── PASSAGE FOR REVIEW
Arraez's right wrist contusion leads Giants' night of bad breaks

4:23 AM UTC

BALTIMORE -- On what even their manager admitted “was kind of a quirky night,” the Giants repeatedly received the wrong end of the breaks in Saturday’s 6-2 loss to the Orioles.

None more so than during the incident that forced second baseman out of the game with a right wrist contusion.

The three-time NL All-Star and batting champion departed in the middle of the fifth inning, one frame after a bizarre sequence when Orioles baserunner Dylan Beavers incidentally kicked Arraez’s throwing hand as he prepared to field a grounder.

The 29-year-old Venezuelan was considered day to day for the moment after negative X-rays.

“It started to kind of go a little numb on him, I think,” Giants manager Tony Vitello said. “He’s going to battle through anything, so I think you’ve got to kind of pull [him out of it].”

The none-out sequence was a combination of insult and injury, beginning when Leody Taveras grounded toward Arraez off Logan Webb (1-2).

Second-base umpire Erich Bacchus called runner’s interference on Beavers, who went airborne while trying to evade the ball on his way to second and caught Arraez, who still fielded and threw to first ahead of Taveras reaching the bag.

The MLB right of way guidelines say the batter is called out if any member of the batting team interferes with a fielder’s ability to field a batted ball.

After the game, an MLB spokesperson said umpires ruled the play dead at the point Beavers interfered, and thus the throw to first was irrelevant.

Though maybe it didn’t feel like it should be.

“It almost is kind of like an NBA continuation play that we’re talking about there,” Vitello said. “The rule is the rule, as far as the dead ball.”

Arraez immediately clutched at his hand after throwing to first and received medical attention, but remained in the game for the moment, even making a nice back-handed stop of Coby Mayo’s RBI forceout two batters later.

Mayo’s productive out put the Orioles in front. He scored on Jeremiah Jackson’s RBI double to make it 4-2.
────
── INPUT DATA
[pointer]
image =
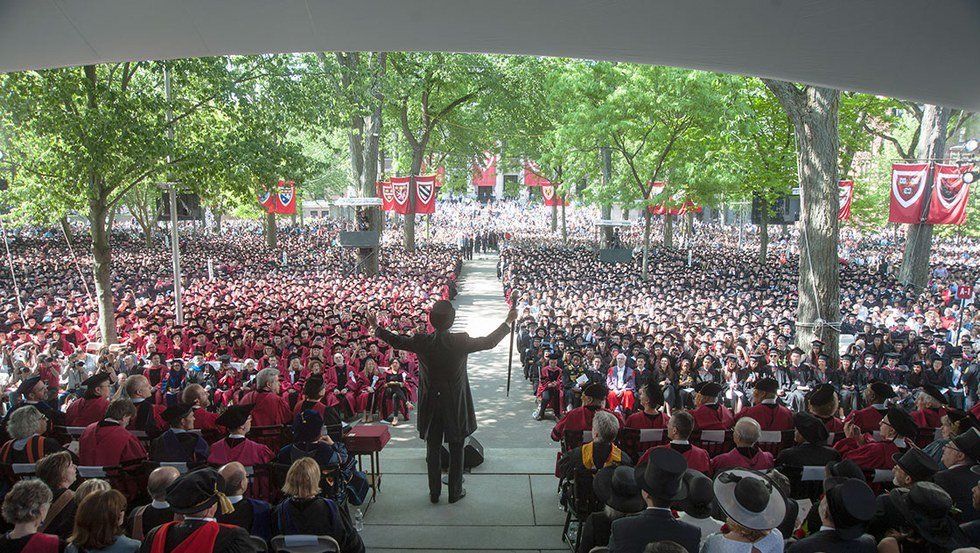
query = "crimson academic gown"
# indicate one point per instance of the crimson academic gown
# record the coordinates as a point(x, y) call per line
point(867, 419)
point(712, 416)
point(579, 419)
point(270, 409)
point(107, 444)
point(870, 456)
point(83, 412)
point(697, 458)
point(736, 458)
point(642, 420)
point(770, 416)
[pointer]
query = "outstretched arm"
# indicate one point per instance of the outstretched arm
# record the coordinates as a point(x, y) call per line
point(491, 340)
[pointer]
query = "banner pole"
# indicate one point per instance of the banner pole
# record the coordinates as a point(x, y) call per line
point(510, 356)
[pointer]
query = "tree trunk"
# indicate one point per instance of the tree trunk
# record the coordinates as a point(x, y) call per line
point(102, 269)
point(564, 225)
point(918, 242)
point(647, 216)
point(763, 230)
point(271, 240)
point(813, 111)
────
PROBLEMS AND TASKS |
**a.** Return the passage of the Giants-Orioles game report from "Second-base umpire Erich" to "first was irrelevant.", copied word for word.
**b.** According to the Giants-Orioles game report, why did Arraez's throw to first base on the Taveras grounder not count? Answer in one to three sentences.
**c.** Write the next part of the Giants-Orioles game report, picking up after its final sentence.

ANSWERS BY ITEM NUMBER |
**a.**
Second-base umpire Erich Bacchus called runner’s interference on Beavers, who went airborne while trying to evade the ball on his way to second and caught Arraez, who still fielded and threw to first ahead of Taveras reaching the bag.

The MLB right of way guidelines say the batter is called out if any member of the batting team interferes with a fielder’s ability to field a batted ball.

After the game, an MLB spokesperson said umpires ruled the play dead at the point Beavers interfered, and thus the throw to first was irrelevant.

**b.** Umpires ruled the play dead at the moment Beavers interfered with Arraez, so the throw to first was irrelevant. Under MLB right-of-way guidelines, the batter is called out when any member of the batting team interferes with a fielder's ability to field a batted ball.

**c.**
Arraez was replaced before the bottom of the fifth by Christian Koss after singling in the top half.

As for the other rough breaks?

An inning earlier, Webb gave up the first homer he had allowed in seven starts, a solo shot that Gunnar Henderson, the MLB’s early home run leader, pulled just far enough to right that it caught the top edge of the out-of-town scoreboard.

“I shook a couple times, I just had a pitch in mind,” Webb said of the cutter he threw up and in on a 1-1 count. “I don’t know if me shaking made him think. I think I’d beaten with that pitch. And I just wanted to, at that moment, throw that pitch. And he got to it.”

The Dodgers’ Shohei Ohtani was the last batter to take Webb deep on Sept. 13, 2025.

And in the top of the fourth, Jung Hoo Lee came up with men on first and second and jumped all over Chris Bassitt’s 2-2 fastball.

Only he connected too purely with it, his lined single reaching left fielder Taylor Ward quickly on the bounce and permitting the runners to advance only 90 feet.

Heliot Ramot followed with an RBI groundout, but after Patrick Bailey’s grounder ended the inning, it felt more like a missed chance on a night San Francisco finished 2-for-14 with runners in scoring position.

“I would say the swings were fine with runners in scoring position for the most part," Vitello said. "It was just, we never really got something strung along like we had on other nights.”